• [Your objective]
Pick out every line in the records below that contains the string "white" and reproduce each of those lines in full.

--- START OF Data to process ---

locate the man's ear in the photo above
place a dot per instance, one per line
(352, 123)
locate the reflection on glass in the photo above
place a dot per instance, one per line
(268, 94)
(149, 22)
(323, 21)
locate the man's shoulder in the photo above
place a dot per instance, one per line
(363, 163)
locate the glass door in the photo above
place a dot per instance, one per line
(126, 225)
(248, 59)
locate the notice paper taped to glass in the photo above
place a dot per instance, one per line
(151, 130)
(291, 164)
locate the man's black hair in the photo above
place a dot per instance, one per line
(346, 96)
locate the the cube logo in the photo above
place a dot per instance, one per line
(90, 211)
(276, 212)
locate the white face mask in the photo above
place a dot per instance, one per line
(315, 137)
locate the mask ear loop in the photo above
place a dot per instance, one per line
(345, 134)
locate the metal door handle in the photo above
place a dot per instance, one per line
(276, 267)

--- END OF Data to process ---
--- START OF Data to process ---

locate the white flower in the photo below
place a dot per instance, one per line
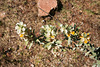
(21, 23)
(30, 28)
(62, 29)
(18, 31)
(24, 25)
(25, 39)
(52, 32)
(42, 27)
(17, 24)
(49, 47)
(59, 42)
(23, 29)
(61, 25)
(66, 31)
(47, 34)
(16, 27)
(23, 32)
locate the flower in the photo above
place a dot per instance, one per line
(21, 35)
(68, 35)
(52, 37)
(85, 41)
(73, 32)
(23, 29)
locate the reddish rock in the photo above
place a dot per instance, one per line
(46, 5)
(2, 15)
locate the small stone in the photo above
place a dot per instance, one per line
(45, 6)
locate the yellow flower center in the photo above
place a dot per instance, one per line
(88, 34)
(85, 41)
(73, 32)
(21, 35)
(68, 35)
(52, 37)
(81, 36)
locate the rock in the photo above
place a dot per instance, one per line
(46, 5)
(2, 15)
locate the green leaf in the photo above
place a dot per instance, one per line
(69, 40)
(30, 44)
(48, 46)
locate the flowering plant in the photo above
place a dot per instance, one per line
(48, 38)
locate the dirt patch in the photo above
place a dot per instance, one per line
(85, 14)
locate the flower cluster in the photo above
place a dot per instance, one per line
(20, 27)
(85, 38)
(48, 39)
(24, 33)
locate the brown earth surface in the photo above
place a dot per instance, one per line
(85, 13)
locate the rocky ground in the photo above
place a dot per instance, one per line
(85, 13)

--- END OF Data to process ---

• [Result]
locate the white face mask in the photo above
locate the white flower in the photo below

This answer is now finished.